Set exercise: Arrange every line of all the records below into a Markdown table with the columns Row and Line, numbering each row and leaving out blank lines. Leave the pictures out of the answer.

##############################

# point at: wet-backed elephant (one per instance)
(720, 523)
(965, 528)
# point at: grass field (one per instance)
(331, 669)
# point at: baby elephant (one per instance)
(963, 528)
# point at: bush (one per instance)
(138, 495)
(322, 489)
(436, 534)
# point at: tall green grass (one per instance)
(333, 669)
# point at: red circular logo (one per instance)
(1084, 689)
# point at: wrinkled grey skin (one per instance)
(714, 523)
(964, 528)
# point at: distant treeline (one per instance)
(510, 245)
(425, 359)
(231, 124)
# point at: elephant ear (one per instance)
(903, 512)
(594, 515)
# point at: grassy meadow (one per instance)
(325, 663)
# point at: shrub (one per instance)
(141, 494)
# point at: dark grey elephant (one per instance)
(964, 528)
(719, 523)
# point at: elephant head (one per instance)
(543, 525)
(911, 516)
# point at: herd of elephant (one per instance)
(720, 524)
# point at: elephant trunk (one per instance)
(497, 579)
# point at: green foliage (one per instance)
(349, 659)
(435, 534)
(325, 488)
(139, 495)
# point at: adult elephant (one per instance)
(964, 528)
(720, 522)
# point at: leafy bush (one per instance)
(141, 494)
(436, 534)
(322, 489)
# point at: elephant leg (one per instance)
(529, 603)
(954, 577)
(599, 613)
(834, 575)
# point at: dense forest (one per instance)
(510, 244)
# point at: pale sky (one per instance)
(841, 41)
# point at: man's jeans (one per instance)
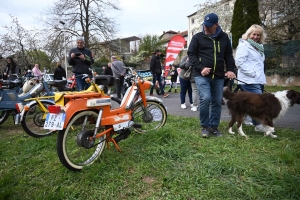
(256, 89)
(81, 83)
(157, 77)
(210, 92)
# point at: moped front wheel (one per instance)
(152, 118)
(33, 122)
(3, 116)
(75, 148)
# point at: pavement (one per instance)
(290, 120)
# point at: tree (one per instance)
(88, 18)
(280, 19)
(147, 45)
(245, 14)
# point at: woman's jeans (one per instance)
(210, 91)
(256, 89)
(185, 86)
(157, 77)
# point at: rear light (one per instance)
(54, 109)
(19, 107)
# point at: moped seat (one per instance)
(104, 80)
(10, 84)
(57, 83)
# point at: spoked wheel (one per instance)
(34, 119)
(3, 116)
(153, 118)
(75, 147)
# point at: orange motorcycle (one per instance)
(87, 122)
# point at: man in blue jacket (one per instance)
(209, 52)
(81, 60)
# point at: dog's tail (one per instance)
(226, 93)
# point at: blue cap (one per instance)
(210, 19)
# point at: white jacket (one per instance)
(250, 64)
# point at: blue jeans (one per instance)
(256, 89)
(157, 77)
(210, 91)
(185, 86)
(81, 83)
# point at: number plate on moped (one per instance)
(55, 121)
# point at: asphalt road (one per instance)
(290, 120)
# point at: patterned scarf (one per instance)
(257, 46)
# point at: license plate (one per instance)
(55, 121)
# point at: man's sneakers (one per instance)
(260, 128)
(194, 108)
(206, 132)
(166, 95)
(183, 106)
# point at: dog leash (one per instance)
(239, 81)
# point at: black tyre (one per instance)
(33, 122)
(3, 116)
(74, 148)
(153, 118)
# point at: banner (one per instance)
(175, 45)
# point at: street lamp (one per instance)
(63, 23)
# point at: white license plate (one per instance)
(55, 121)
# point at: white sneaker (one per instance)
(260, 128)
(194, 108)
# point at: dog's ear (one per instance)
(293, 96)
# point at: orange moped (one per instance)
(87, 122)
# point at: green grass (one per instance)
(171, 163)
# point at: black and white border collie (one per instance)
(263, 107)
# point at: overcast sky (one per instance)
(137, 18)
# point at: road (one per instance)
(290, 120)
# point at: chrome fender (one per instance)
(31, 103)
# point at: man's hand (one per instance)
(205, 71)
(230, 75)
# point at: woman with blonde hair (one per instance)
(249, 60)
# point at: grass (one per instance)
(171, 163)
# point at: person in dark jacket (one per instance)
(156, 70)
(174, 75)
(81, 60)
(59, 72)
(209, 51)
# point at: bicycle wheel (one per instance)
(3, 116)
(115, 102)
(154, 118)
(33, 123)
(73, 147)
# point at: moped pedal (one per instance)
(137, 125)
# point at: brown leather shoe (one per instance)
(166, 95)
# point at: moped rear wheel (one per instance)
(153, 118)
(3, 116)
(74, 148)
(33, 122)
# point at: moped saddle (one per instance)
(57, 83)
(10, 84)
(104, 80)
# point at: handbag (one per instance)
(187, 74)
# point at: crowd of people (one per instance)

##############################

Task solution:
| Row | Line |
|---|---|
| 1 | # point at: wet-backed elephant (one per instance) |
| 2 | (720, 523) |
| 3 | (965, 528) |
| 4 | # point at: grass field (one per instance) |
| 5 | (331, 669) |
| 6 | # point at: baby elephant (one per instance) |
| 7 | (963, 528) |
| 8 | # point at: bush (one per instance) |
| 9 | (138, 495) |
| 10 | (322, 489) |
| 11 | (436, 534) |
| 12 | # point at: tall green grass (one per instance) |
| 13 | (333, 669) |
| 14 | # point at: red circular logo (one per instance) |
| 15 | (1084, 689) |
| 16 | # point at: wrinkled grey skin (one per instance) |
| 17 | (714, 523) |
| 18 | (964, 528) |
| 19 | # point at: distant treeline (one per instance) |
| 20 | (510, 245) |
| 21 | (425, 359) |
| 22 | (231, 124) |
| 23 | # point at: elephant ear (one per instance) |
| 24 | (903, 512) |
| 25 | (594, 515) |
| 26 | # point at: grassy meadow (one per instance) |
| 27 | (325, 663) |
| 28 | # point at: shrub (one per instance) |
| 29 | (141, 494) |
| 30 | # point at: dark grey elephant (one per instance) |
| 31 | (964, 528) |
| 32 | (719, 523) |
| 33 | # point at: elephant head (one per instance) |
| 34 | (543, 525) |
| 35 | (911, 516) |
| 36 | # point at: herd of elephant (one per instance) |
| 37 | (720, 524) |
| 38 | # point at: elephant trunk (one per instance) |
| 39 | (497, 579) |
| 40 | # point at: green foliage (one per instance) |
| 41 | (349, 659) |
| 42 | (435, 534) |
| 43 | (325, 488) |
| 44 | (139, 495) |
| 45 | # point at: adult elephant (one per instance) |
| 46 | (964, 528) |
| 47 | (720, 522) |
| 48 | # point at: leafy bush (one per instance) |
| 49 | (141, 494) |
| 50 | (436, 534) |
| 51 | (322, 489) |
| 52 | # point at: elephant leg (one per instance) |
| 53 | (529, 603) |
| 54 | (954, 577) |
| 55 | (599, 613) |
| 56 | (834, 575) |
| 57 | # point at: dense forest (one per instance) |
| 58 | (510, 244) |
| 59 | # point at: pale sky (one per instance) |
| 60 | (841, 41) |
| 61 | # point at: man's jeans (one per instance) |
| 62 | (256, 89) |
| 63 | (81, 83) |
| 64 | (157, 77) |
| 65 | (210, 92) |
| 66 | # point at: moped front wheel (one per instance) |
| 67 | (152, 118) |
| 68 | (33, 122) |
| 69 | (3, 116) |
| 70 | (75, 148) |
| 71 | # point at: pavement (one per instance) |
| 72 | (290, 120) |
| 73 | # point at: tree (one per instance) |
| 74 | (88, 18) |
| 75 | (280, 19) |
| 76 | (147, 45) |
| 77 | (245, 14) |
| 78 | # point at: woman's jeans (one per instance) |
| 79 | (210, 91) |
| 80 | (256, 89) |
| 81 | (185, 86) |
| 82 | (157, 77) |
| 83 | # point at: rear light (one per instance) |
| 84 | (54, 109) |
| 85 | (19, 107) |
| 86 | # point at: moped seat (one per instance) |
| 87 | (104, 80) |
| 88 | (10, 84) |
| 89 | (57, 83) |
| 90 | # point at: spoked wheel (one per instance) |
| 91 | (34, 119) |
| 92 | (3, 116) |
| 93 | (153, 118) |
| 94 | (75, 147) |
| 95 | # point at: orange motorcycle (one per instance) |
| 96 | (87, 122) |
| 97 | # point at: man in blue jacket (one per instance) |
| 98 | (209, 52) |
| 99 | (81, 60) |
| 100 | # point at: dog's tail (one per instance) |
| 101 | (226, 93) |
| 102 | # point at: blue cap (one per instance) |
| 103 | (210, 19) |
| 104 | # point at: white jacket (one per instance) |
| 105 | (250, 64) |
| 106 | # point at: blue jeans (one per instance) |
| 107 | (256, 89) |
| 108 | (157, 77) |
| 109 | (210, 91) |
| 110 | (185, 86) |
| 111 | (81, 83) |
| 112 | # point at: number plate on moped (one per instance) |
| 113 | (55, 121) |
| 114 | # point at: asphalt road (one per instance) |
| 115 | (290, 120) |
| 116 | # point at: patterned scarf (one per instance) |
| 117 | (257, 46) |
| 118 | # point at: license plate (one per instance) |
| 119 | (55, 121) |
| 120 | # point at: man's sneakers (one per instance) |
| 121 | (260, 128) |
| 122 | (194, 108) |
| 123 | (206, 132) |
| 124 | (166, 95) |
| 125 | (183, 106) |
| 126 | # point at: dog leash (one per instance) |
| 127 | (239, 81) |
| 128 | # point at: black tyre (one per instance) |
| 129 | (33, 122) |
| 130 | (3, 116) |
| 131 | (74, 148) |
| 132 | (153, 118) |
| 133 | # point at: banner (one per instance) |
| 134 | (175, 45) |
| 135 | # point at: street lamp (one per instance) |
| 136 | (63, 23) |
| 137 | # point at: white license plate (one per instance) |
| 138 | (55, 121) |
| 139 | # point at: white sneaker (one per instance) |
| 140 | (260, 128) |
| 141 | (194, 108) |
| 142 | # point at: dog's ear (one per instance) |
| 143 | (293, 96) |
| 144 | # point at: orange moped (one per instance) |
| 145 | (87, 122) |
| 146 | # point at: green grass (one per instance) |
| 147 | (171, 163) |
| 148 | # point at: black and white border collie (one per instance) |
| 149 | (263, 107) |
| 150 | # point at: overcast sky (one per instance) |
| 151 | (137, 18) |
| 152 | # point at: road (one per instance) |
| 153 | (290, 120) |
| 154 | # point at: chrome fender (one per instance) |
| 155 | (31, 103) |
| 156 | # point at: man's hand (one per instance) |
| 157 | (205, 71) |
| 158 | (230, 75) |
| 159 | # point at: woman with blonde hair (one per instance) |
| 160 | (249, 60) |
| 161 | # point at: grass (one per instance) |
| 162 | (171, 163) |
| 163 | # point at: person in dark jacket (one per instance) |
| 164 | (156, 70) |
| 165 | (174, 75) |
| 166 | (81, 60) |
| 167 | (59, 72) |
| 168 | (209, 51) |
| 169 | # point at: bicycle wheel (one per instance) |
| 170 | (3, 116) |
| 171 | (115, 102) |
| 172 | (154, 118) |
| 173 | (33, 123) |
| 174 | (73, 147) |
| 175 | # point at: moped pedal (one per instance) |
| 176 | (137, 125) |
| 177 | # point at: brown leather shoe (one per instance) |
| 178 | (166, 95) |
| 179 | # point at: moped rear wheel (one per instance) |
| 180 | (153, 118) |
| 181 | (3, 116) |
| 182 | (74, 148) |
| 183 | (33, 122) |
| 184 | # point at: moped saddle (one per instance) |
| 185 | (57, 83) |
| 186 | (10, 84) |
| 187 | (104, 80) |
| 188 | # point at: handbag (one per instance) |
| 189 | (187, 74) |
| 190 | # point at: crowd of people (one per instance) |